Entries taken from a collection:
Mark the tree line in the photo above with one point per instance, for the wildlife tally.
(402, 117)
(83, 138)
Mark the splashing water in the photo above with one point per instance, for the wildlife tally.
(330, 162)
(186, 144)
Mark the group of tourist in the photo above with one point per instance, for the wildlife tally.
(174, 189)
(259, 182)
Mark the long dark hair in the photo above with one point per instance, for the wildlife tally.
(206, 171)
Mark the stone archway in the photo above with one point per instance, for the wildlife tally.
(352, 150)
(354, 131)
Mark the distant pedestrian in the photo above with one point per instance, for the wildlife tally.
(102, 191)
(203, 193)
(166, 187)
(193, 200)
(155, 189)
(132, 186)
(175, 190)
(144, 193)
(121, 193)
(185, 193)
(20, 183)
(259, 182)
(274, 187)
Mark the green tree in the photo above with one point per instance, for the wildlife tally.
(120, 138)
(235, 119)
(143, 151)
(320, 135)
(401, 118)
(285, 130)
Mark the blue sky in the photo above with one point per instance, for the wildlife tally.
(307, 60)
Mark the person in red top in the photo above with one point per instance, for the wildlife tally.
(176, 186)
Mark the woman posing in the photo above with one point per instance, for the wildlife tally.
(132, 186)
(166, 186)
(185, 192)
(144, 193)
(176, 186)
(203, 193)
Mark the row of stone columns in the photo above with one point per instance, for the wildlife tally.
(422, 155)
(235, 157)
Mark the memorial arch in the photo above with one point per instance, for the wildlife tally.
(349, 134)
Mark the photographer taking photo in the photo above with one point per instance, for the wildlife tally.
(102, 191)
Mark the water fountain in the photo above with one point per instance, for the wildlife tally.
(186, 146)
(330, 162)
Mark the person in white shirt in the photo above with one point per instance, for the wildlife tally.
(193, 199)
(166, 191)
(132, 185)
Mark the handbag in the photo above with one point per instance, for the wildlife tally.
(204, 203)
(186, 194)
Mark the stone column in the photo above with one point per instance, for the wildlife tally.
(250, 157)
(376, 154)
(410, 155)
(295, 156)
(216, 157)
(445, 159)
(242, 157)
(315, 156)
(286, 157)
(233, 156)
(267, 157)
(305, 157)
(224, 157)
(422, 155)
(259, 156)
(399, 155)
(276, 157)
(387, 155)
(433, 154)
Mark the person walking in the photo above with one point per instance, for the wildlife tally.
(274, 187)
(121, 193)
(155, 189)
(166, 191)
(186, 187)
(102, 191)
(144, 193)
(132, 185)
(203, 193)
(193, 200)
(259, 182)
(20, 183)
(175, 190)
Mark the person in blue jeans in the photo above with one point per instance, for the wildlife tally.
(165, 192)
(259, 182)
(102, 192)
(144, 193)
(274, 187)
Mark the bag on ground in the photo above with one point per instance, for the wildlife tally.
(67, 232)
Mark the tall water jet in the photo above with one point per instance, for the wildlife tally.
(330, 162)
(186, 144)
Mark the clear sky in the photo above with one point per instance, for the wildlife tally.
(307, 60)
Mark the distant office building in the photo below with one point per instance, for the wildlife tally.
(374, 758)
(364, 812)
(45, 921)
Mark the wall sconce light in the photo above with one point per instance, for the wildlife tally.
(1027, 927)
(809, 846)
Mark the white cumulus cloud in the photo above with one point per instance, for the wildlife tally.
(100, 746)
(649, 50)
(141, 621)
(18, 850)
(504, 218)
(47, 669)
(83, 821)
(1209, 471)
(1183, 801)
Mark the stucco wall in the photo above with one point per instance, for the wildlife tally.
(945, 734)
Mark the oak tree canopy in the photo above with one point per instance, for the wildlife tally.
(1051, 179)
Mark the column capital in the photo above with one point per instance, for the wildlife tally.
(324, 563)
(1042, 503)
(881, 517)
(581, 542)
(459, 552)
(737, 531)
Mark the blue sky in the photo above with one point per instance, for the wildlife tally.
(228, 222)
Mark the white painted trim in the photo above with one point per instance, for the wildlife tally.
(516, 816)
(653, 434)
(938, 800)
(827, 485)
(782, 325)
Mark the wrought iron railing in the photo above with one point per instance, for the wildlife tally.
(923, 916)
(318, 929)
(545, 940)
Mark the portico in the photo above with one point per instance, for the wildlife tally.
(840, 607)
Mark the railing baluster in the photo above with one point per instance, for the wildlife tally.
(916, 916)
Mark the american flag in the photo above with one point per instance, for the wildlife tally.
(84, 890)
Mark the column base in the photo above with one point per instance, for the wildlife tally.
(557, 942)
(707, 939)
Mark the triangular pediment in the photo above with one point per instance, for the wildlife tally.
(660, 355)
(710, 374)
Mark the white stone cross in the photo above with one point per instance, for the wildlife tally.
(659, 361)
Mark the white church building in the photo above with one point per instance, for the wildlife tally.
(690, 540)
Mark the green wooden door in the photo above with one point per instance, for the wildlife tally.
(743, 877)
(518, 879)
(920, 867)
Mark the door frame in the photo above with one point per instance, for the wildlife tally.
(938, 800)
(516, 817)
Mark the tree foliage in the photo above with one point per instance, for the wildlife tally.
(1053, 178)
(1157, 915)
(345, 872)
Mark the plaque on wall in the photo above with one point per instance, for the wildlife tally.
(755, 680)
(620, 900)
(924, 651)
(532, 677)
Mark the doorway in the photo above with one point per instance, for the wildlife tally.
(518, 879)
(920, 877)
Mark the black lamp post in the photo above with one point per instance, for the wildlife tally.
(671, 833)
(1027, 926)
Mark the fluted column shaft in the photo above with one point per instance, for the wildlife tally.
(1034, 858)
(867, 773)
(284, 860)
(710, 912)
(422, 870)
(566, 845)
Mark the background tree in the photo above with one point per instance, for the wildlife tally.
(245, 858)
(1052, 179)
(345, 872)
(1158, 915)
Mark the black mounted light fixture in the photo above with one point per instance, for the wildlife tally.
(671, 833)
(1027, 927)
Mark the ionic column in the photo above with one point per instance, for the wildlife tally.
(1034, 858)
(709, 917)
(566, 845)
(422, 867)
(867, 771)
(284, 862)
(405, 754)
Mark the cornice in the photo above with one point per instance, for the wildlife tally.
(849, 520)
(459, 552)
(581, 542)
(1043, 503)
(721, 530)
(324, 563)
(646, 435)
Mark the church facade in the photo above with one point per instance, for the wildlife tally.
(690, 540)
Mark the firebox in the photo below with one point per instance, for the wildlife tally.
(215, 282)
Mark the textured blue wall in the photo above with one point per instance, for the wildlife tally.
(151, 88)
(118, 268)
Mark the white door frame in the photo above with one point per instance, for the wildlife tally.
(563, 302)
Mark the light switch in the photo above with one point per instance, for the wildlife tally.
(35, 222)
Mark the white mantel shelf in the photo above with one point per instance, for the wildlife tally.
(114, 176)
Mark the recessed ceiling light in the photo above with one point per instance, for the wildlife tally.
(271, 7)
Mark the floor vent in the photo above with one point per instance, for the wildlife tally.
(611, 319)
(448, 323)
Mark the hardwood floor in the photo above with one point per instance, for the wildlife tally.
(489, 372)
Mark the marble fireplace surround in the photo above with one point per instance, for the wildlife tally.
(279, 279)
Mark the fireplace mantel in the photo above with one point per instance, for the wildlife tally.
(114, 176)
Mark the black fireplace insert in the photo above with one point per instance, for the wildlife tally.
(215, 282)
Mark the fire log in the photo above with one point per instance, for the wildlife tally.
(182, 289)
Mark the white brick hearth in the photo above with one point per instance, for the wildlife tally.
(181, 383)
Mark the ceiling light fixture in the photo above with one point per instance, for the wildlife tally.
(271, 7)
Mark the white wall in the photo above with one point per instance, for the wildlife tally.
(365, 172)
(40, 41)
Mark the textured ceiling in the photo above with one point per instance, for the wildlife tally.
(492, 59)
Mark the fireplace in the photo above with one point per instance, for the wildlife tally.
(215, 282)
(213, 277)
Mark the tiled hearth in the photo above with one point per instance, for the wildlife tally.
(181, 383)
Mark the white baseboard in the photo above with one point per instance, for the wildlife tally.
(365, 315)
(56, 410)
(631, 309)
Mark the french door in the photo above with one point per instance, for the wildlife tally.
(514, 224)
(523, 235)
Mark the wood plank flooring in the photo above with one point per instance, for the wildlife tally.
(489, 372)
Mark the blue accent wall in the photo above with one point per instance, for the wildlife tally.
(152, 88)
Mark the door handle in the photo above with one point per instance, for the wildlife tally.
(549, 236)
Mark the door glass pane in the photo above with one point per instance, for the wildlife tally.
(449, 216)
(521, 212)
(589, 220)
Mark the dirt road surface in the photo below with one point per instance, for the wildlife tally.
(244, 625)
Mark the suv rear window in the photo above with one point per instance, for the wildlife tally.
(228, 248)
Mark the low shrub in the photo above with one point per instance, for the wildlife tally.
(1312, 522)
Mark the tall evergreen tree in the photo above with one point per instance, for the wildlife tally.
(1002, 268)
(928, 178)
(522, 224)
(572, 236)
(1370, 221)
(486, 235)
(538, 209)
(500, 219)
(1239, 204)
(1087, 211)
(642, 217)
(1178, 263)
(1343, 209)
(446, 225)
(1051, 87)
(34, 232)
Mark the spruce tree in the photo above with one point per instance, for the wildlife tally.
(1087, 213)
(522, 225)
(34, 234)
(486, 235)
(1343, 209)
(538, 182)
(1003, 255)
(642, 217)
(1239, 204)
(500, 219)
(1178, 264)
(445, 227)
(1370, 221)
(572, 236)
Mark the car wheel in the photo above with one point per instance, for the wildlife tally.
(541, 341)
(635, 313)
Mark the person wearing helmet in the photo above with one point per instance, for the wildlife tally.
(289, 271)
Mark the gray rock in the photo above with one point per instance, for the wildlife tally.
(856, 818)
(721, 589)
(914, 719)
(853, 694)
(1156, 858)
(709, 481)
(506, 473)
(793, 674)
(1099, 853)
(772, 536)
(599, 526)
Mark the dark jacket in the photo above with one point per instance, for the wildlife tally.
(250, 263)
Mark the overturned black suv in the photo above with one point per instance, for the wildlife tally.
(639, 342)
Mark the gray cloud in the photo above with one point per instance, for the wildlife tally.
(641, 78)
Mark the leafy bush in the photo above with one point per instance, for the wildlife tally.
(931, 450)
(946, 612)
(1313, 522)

* **Task description**: Retype exactly the line with "Mark the wood" and each line after it until the records end, and include no other line.

* **The answer**:
Mark the wood plank flooring in the photo above with one point per instance, for the wildlife tally.
(489, 372)
Mark the blue accent wall in the photo above with one point per instance, for the wildlife tally.
(152, 88)
Mark the door handle in the photo above with one point per instance, for the wildlife tally.
(549, 236)
Mark the door glass pane in the photo above with one point per instance, for the wildlife tally.
(449, 216)
(521, 212)
(589, 220)
Mark the dirt road surface in the photo below with one point per instance, for the wildlife tally.
(244, 625)
Mark the suv rear window in the photo above with one point per instance, for the wildlife tally.
(228, 248)
Mark the low shrub in the photo above with one point per instance, for the wildlife tally.
(1312, 522)
Mark the tall evergreen tree in the photo above with one point per instance, for the wildlife tally.
(1002, 268)
(928, 178)
(522, 224)
(572, 236)
(1370, 221)
(486, 235)
(538, 209)
(500, 219)
(1239, 204)
(1087, 211)
(642, 217)
(1178, 263)
(1343, 209)
(446, 225)
(1051, 87)
(34, 232)
Mark the spruce tree in the photo above with one point per instance, for the wildlife tally.
(1087, 213)
(522, 225)
(34, 234)
(486, 235)
(1343, 209)
(538, 182)
(1003, 255)
(642, 217)
(1239, 204)
(500, 219)
(1178, 264)
(445, 227)
(1370, 221)
(572, 236)
Mark the car wheel in the photo above with one point per instance, for the wildlife tally.
(541, 341)
(635, 313)
Mark the person wearing helmet in the photo above with one point per instance, for the wildlife tally.
(289, 271)
Mark the gray rock in the photo above with one point per instance, for the wildlife tally.
(856, 818)
(721, 589)
(914, 719)
(853, 694)
(1156, 858)
(709, 481)
(506, 473)
(793, 674)
(1099, 853)
(772, 536)
(599, 526)
Mark the dark jacket in the photo above with one point per instance, for the wildlife tally.
(250, 263)
Mark the overturned black suv in the photo above with one point per instance, for the wildlife tally.
(639, 342)
Mark the gray cloud in the photo above with one point per instance, for the wildlife tally.
(641, 78)
Mark the leafy bush in the photo above with one point per instance, for the wildlife tally.
(931, 450)
(946, 612)
(1313, 522)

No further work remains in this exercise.